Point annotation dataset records
┄┄┄┄┄┄┄┄┄┄

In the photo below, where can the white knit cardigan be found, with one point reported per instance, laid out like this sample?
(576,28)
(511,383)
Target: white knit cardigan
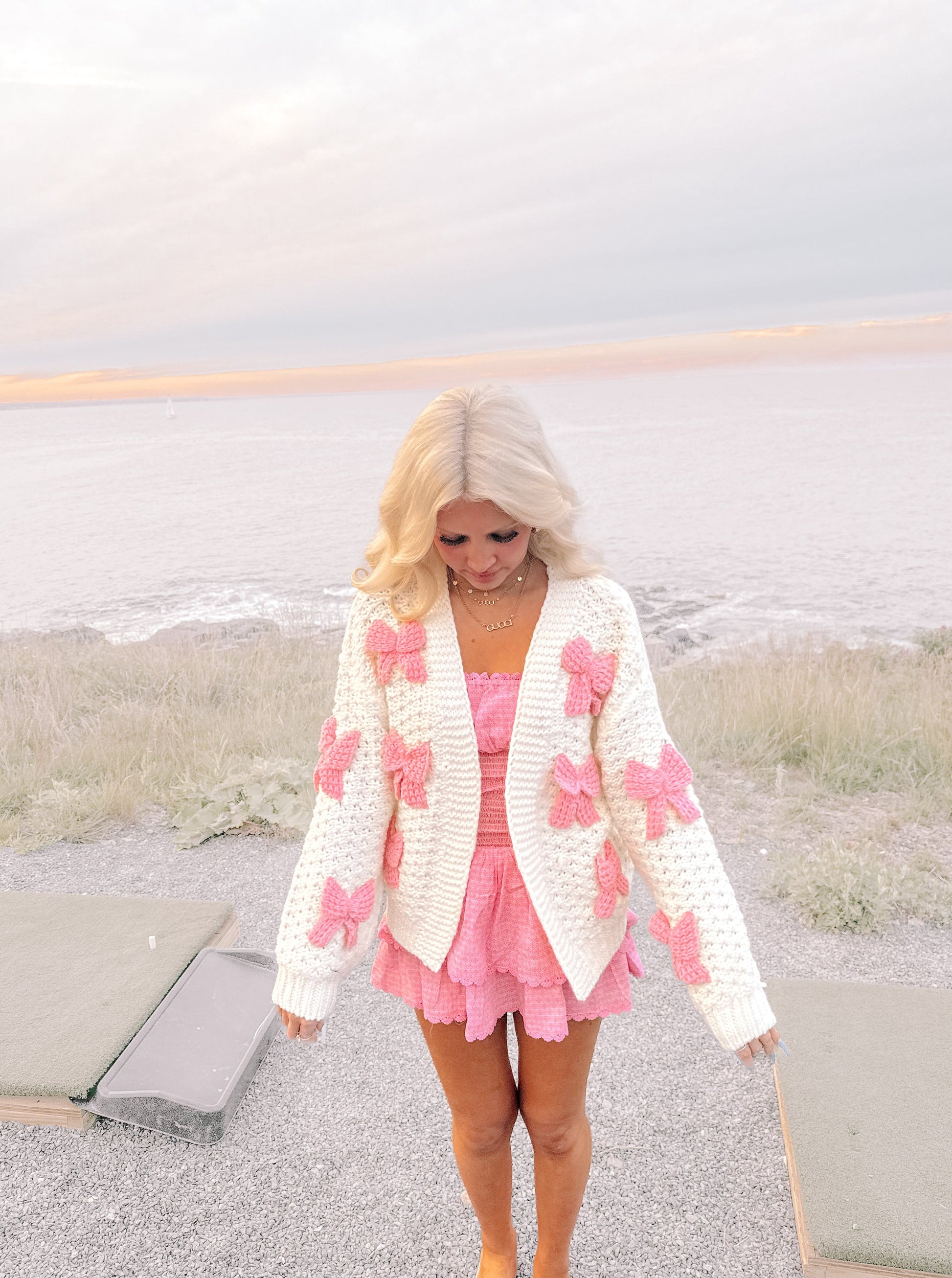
(331,913)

┄┄┄┄┄┄┄┄┄┄

> [Set problem]
Select every line of the data above that contains the word "cardigan". Case matters for the match.

> [Solution to this task]
In the photo below, where can the white knit cardigan be found, with one point reported per instance, laid out like this sample?
Target: white knit cardigan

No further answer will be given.